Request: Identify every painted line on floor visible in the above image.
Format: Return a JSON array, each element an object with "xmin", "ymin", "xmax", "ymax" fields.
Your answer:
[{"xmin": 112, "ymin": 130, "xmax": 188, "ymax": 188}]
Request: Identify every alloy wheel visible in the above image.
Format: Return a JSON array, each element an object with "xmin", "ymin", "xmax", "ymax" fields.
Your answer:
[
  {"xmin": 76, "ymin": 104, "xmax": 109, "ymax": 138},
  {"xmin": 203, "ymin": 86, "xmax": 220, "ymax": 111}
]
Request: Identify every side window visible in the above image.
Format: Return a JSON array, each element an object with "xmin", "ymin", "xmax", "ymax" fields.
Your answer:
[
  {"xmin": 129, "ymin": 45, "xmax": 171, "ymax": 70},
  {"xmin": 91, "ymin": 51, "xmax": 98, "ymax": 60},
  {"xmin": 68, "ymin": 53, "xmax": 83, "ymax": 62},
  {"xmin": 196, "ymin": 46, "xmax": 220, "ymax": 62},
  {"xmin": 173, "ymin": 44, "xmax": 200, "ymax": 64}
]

- [AIM OF THE EXERCISE]:
Reproduce each line of the material above precisely.

- [SOLUTION TO THIS TASK]:
Request: Identify every painted line on floor visible in the above image.
Format: Return a JSON array, each element an object with "xmin", "ymin", "xmax", "ymax" fields.
Your answer:
[{"xmin": 112, "ymin": 130, "xmax": 188, "ymax": 188}]
Request: Identify every alloy wheel visible in the above image.
Format: Return a JSON array, each element an object with "xmin", "ymin", "xmax", "ymax" fields.
Your answer:
[
  {"xmin": 76, "ymin": 104, "xmax": 109, "ymax": 138},
  {"xmin": 203, "ymin": 86, "xmax": 220, "ymax": 111}
]
Request: Identify every side window visible in the above image.
Format: Return a JSON array, each element an object with "xmin", "ymin", "xmax", "ymax" fields.
Your answer:
[
  {"xmin": 129, "ymin": 45, "xmax": 171, "ymax": 70},
  {"xmin": 91, "ymin": 51, "xmax": 98, "ymax": 60},
  {"xmin": 68, "ymin": 53, "xmax": 83, "ymax": 62},
  {"xmin": 196, "ymin": 46, "xmax": 220, "ymax": 62},
  {"xmin": 173, "ymin": 44, "xmax": 200, "ymax": 64}
]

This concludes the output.